### Activity
Pull each line containing "trim" out of the data and copy it.
── Records
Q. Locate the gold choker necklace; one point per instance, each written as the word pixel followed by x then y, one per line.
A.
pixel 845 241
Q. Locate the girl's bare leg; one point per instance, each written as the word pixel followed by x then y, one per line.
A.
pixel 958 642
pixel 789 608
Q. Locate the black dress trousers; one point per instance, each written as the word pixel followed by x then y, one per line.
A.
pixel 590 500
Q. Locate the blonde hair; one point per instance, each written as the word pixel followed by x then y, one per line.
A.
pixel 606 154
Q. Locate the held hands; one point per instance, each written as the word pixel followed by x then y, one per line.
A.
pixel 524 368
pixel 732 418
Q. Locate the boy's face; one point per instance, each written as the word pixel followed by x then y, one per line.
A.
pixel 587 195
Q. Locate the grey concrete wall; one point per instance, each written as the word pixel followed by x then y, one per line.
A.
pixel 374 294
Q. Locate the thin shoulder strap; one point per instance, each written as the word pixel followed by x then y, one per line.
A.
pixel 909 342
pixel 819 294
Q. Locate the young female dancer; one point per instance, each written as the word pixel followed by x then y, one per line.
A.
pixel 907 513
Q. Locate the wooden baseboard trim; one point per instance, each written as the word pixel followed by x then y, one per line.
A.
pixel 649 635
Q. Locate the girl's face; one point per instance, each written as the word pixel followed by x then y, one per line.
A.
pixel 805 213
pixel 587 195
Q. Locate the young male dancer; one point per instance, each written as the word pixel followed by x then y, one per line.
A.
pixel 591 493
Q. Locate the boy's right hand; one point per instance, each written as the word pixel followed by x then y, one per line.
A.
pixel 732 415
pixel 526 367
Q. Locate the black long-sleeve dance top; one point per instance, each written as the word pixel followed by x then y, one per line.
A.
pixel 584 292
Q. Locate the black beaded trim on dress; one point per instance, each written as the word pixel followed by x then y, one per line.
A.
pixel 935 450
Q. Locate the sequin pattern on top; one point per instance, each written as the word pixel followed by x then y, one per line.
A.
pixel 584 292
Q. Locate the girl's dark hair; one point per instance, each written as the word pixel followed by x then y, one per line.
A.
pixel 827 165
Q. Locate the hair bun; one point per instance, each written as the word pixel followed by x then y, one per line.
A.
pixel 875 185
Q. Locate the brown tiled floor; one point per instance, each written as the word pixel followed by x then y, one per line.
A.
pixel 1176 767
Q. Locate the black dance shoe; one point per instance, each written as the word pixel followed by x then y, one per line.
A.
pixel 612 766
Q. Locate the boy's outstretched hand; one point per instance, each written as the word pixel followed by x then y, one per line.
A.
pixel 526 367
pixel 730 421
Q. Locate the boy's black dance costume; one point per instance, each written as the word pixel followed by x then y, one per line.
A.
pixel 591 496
────
### Final answer
Q. Locate the wooden baseboard trim; one point per instance, each written as the word pixel followed by x then y, one per line.
Q. Locate the black beaded trim on dress; one point per instance, each written as the word pixel followed by x then y, one per line.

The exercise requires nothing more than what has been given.